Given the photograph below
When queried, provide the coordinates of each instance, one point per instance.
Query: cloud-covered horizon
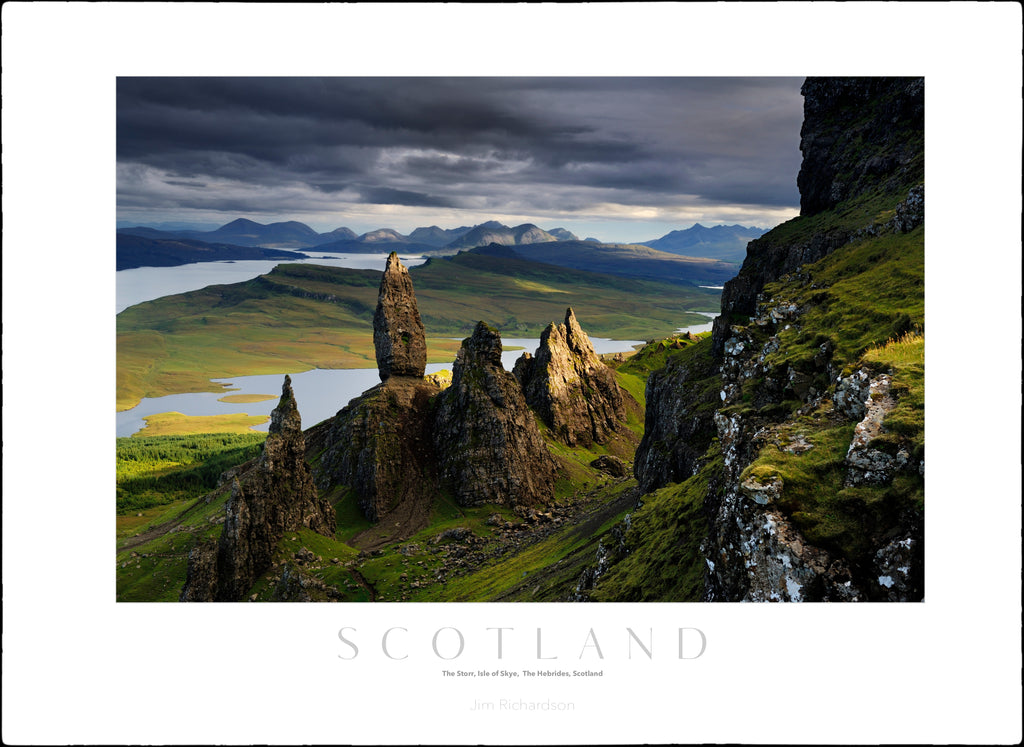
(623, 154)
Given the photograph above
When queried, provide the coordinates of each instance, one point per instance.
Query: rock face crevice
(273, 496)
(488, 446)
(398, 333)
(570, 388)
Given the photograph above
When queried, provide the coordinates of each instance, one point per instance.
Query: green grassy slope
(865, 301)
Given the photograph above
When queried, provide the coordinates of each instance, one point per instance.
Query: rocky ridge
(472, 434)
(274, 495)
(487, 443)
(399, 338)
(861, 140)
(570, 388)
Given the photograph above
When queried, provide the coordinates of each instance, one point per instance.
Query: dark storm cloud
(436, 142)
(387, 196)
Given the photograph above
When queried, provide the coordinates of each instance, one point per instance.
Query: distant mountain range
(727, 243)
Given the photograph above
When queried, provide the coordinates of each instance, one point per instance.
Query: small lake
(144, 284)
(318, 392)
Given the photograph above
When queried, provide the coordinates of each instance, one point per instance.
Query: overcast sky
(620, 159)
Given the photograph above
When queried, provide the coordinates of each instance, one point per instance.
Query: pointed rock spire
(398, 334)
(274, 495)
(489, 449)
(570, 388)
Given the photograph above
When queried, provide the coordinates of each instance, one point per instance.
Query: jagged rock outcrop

▬▬▬▬▬▬▬▬▬▬

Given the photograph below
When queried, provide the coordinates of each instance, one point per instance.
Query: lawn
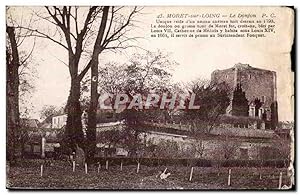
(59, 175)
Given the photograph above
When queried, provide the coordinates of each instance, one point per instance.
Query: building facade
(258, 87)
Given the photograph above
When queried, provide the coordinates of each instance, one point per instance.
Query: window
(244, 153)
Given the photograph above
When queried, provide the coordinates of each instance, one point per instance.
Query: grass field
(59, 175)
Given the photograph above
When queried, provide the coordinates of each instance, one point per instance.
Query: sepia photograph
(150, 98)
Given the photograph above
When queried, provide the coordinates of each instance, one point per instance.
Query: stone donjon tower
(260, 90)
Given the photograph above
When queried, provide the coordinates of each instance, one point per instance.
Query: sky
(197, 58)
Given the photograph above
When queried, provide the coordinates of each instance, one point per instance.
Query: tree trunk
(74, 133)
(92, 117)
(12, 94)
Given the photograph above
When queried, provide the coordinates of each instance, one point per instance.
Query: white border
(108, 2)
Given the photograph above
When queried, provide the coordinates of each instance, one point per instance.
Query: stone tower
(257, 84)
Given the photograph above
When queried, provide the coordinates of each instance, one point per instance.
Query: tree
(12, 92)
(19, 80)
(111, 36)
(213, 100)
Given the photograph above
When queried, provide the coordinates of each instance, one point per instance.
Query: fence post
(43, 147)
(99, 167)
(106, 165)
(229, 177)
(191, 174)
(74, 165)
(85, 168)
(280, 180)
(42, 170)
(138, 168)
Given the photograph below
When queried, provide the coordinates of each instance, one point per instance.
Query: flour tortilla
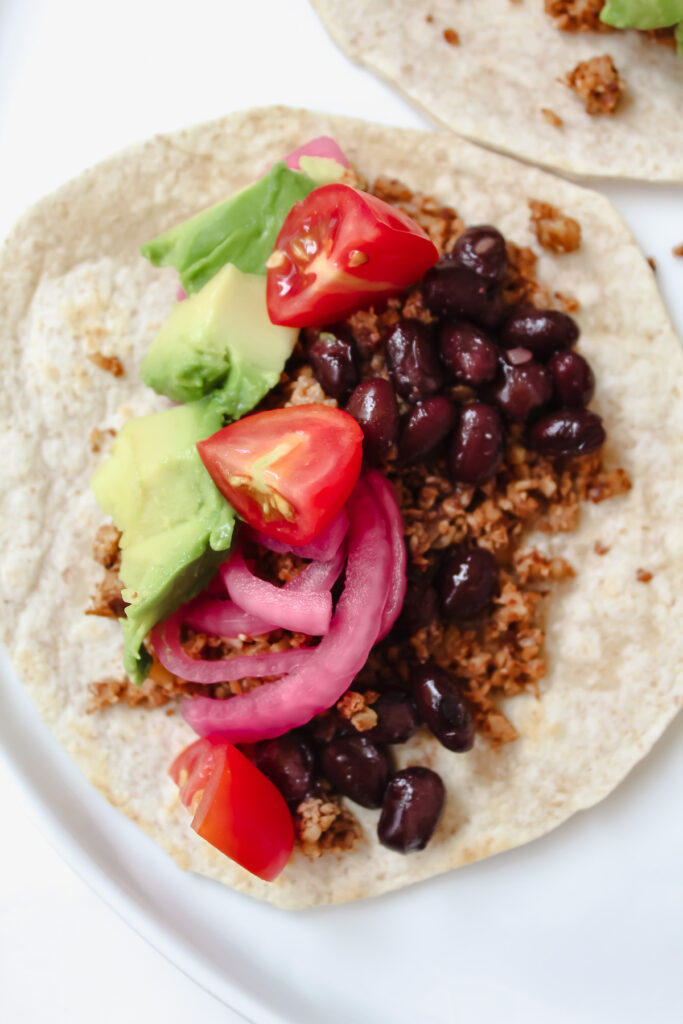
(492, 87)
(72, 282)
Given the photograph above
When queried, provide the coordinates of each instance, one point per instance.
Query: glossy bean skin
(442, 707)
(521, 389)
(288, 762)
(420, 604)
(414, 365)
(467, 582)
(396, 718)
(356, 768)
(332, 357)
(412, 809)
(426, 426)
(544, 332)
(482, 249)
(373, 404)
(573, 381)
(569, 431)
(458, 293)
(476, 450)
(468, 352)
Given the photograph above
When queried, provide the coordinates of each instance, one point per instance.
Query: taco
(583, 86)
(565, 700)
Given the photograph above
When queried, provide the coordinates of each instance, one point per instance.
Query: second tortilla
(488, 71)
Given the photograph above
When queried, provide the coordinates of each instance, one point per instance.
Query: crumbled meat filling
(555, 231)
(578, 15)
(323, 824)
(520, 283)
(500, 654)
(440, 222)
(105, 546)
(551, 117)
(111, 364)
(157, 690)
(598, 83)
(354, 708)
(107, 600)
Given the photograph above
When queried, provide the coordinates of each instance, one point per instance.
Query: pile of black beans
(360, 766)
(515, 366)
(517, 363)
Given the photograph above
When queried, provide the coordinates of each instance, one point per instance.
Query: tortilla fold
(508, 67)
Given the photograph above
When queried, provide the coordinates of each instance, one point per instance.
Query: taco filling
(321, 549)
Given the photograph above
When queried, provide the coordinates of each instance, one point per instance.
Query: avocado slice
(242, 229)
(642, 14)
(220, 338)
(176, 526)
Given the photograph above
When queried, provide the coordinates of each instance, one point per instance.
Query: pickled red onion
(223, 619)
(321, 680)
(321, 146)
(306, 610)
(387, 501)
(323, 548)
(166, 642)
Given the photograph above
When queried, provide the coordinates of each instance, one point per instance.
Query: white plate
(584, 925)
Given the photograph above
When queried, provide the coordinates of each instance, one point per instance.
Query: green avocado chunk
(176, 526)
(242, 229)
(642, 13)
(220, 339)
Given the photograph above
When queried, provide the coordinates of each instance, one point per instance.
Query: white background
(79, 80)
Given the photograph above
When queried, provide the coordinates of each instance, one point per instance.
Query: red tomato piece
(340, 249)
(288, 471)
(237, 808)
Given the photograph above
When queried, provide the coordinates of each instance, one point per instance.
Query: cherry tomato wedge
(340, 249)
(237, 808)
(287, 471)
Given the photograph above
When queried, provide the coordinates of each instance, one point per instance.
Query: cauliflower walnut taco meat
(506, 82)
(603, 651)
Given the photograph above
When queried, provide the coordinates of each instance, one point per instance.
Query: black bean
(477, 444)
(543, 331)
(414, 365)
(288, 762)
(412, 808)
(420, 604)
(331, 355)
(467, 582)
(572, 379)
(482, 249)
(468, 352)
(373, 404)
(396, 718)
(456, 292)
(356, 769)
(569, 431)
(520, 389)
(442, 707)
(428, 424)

▬▬▬▬▬▬▬▬▬▬

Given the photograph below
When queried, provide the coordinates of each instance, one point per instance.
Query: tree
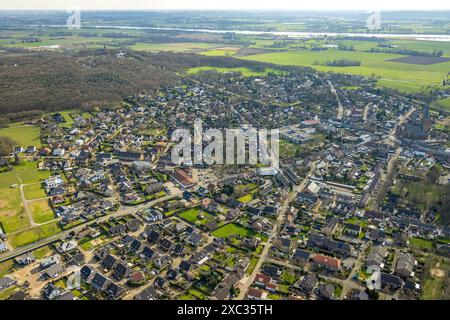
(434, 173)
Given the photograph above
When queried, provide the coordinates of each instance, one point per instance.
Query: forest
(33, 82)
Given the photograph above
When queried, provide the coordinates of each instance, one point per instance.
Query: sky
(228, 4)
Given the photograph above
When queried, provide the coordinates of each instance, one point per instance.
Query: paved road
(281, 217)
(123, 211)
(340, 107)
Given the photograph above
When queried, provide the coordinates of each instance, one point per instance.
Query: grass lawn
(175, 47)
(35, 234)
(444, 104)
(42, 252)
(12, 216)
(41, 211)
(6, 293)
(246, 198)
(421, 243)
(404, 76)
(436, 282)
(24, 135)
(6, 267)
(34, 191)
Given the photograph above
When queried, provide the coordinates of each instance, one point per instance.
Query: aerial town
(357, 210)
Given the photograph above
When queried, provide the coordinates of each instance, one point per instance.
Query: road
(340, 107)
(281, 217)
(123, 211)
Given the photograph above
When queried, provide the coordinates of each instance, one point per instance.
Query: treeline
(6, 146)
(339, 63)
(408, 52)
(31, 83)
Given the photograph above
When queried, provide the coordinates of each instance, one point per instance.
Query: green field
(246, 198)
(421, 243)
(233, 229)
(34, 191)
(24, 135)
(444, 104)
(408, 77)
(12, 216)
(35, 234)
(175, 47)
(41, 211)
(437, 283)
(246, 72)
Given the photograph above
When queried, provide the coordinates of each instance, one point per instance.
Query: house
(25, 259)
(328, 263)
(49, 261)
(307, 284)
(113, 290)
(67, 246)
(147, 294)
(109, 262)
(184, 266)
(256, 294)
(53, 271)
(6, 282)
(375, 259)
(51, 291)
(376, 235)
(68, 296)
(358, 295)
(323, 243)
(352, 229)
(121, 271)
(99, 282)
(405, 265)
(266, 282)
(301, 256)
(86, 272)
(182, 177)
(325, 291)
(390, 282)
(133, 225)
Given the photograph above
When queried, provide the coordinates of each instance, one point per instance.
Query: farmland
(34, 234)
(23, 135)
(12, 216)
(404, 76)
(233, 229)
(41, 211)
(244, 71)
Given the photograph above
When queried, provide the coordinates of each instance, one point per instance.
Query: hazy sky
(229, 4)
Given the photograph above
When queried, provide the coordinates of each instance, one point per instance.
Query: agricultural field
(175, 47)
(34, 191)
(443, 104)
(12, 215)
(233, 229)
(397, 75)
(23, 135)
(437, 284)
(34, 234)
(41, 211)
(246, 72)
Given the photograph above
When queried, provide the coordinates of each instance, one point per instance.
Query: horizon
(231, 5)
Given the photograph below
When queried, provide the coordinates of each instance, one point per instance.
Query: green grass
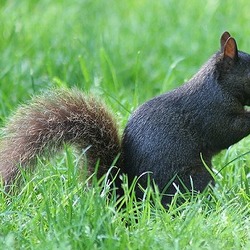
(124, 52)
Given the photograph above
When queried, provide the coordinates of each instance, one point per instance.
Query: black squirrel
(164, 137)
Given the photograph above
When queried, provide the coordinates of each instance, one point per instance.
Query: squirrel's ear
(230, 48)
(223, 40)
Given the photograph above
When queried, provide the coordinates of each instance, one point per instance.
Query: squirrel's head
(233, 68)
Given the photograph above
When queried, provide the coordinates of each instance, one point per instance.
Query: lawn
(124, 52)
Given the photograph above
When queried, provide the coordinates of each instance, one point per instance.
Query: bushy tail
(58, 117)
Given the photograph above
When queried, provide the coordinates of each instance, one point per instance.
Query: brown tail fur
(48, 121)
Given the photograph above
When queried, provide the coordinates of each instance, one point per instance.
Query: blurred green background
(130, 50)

▬▬▬▬▬▬▬▬▬▬

*EXERCISE DETAILS*. Please identify each line of the material above that contains the word "stone" and copy those lines out in full.

*REPLY TO THE TASK*.
Query: stone donjon tower
Query: stone tower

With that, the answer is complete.